→ Task list
[a] Reproduce the part of the gastrocele abstract between "METHODS: Patients treated" and "morbidity and mortality.", inclusive.
[b] Carry on with the abstract on gastrocele after caustic injury, starting after its last sentence.

*** Selected excerpt ***

Gastrocele complicates the course of non-operated severe caustic injuries: operative strategies

Philippe Zerbib, Alexis Vinet, Moshe Rogosnitzky, Stéphanie Truant, Jean Pierre Chambon, Francois René Pruvot
World Journal of Surgery 2014, 38 (5): 1233-7

BACKGROUND: For selected cases of severe caustic injuries, evidence favors conservative management, consisting of radiographic and clinical observation without emergency surgery. However, this approach can lead to the development of gastric distension caused by combined esophageal and antral strictures, called gastrocele. This study assessed the safety of a two-stage surgical treatment for gastrocele.

METHODS: Patients treated in our department between 2004 and 2010 for caustic injury who did not receive emergency surgery and subsequently developed gastrocele were retrospectively analysed. Demographic information, symptoms, and ingestion history were documented. Surgical management included partial gastrectomy and postponed esophageal stricture treatment. Outcome measures included postoperative morbidity and mortality.

*** End of Selected excerpt ***
*** Extracted data ***

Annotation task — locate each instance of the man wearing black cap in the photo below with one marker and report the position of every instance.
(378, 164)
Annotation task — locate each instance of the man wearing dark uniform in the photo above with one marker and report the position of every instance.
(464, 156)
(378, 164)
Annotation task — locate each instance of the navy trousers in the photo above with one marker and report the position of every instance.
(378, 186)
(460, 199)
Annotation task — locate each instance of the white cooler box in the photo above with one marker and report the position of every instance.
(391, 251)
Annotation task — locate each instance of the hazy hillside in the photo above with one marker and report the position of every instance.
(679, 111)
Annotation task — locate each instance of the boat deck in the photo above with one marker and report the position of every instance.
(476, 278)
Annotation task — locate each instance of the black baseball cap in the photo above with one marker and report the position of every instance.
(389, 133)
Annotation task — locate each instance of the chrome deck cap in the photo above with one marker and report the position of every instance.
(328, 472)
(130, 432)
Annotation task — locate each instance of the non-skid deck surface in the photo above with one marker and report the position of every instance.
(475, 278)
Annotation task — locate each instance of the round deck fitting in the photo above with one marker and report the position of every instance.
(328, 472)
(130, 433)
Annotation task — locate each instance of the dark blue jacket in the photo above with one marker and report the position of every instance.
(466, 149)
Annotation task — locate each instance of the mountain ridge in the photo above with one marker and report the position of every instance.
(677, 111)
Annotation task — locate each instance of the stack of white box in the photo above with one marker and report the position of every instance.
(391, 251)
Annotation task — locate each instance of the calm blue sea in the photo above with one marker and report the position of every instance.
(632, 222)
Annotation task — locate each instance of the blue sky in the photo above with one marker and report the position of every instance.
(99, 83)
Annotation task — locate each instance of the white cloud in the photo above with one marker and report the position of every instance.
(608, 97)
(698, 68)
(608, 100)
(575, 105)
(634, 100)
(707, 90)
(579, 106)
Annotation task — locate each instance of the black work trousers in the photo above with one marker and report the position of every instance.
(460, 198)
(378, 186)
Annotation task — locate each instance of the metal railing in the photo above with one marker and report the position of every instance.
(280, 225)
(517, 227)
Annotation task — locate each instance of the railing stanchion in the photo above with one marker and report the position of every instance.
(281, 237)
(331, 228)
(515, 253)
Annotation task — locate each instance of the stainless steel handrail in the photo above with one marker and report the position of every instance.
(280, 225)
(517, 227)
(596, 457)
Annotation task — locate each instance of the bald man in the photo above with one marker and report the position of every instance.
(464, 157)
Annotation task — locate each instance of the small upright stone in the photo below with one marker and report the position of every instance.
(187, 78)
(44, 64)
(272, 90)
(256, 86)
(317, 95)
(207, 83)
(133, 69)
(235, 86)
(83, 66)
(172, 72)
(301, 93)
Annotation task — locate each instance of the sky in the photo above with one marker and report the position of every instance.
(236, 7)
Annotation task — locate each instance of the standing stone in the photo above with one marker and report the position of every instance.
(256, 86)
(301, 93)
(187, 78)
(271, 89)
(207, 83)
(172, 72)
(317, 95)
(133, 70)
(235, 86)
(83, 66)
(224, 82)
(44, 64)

*** End of Extracted data ***

→ Answers to each task
[a]
METHODS: Patients treated in our department between 2004 and 2010 for caustic injury who did not receive emergency surgery and subsequently developed gastrocele were retrospectively analysed. Demographic information, symptoms, and ingestion history were documented. Surgical management included partial gastrectomy and postponed esophageal stricture treatment. Outcome measures included postoperative morbidity and mortality.

[b]
RESULTS: Eight nonoperated patients with severe caustic injury from suicidal ingestions of caustic substances were found to have developed gastrocoele. They presented with mostly endoscopic stage IIIb esophageal and gastric injuries. All patients had clinical symptoms of vomiting and abdominal tenderness at day 8 after caustic ingestion. Antrectomy and esophageal stricture treatment were performed at an average of 2 and 8 months, respectively, after caustic ingestion. There were no postoperative deaths, and the long-term survival rate was 83 %.

CONCLUSIONS: Gastrocele should be suspected in patients with stage III gastric and esophageal injuries who have been treated by conservative management and are still vomiting more than 1 week postingestion. A two-staged surgical strategy of antrectomy followed by a postponed esophageal stricture treatment was found to be safe and effective for these patients.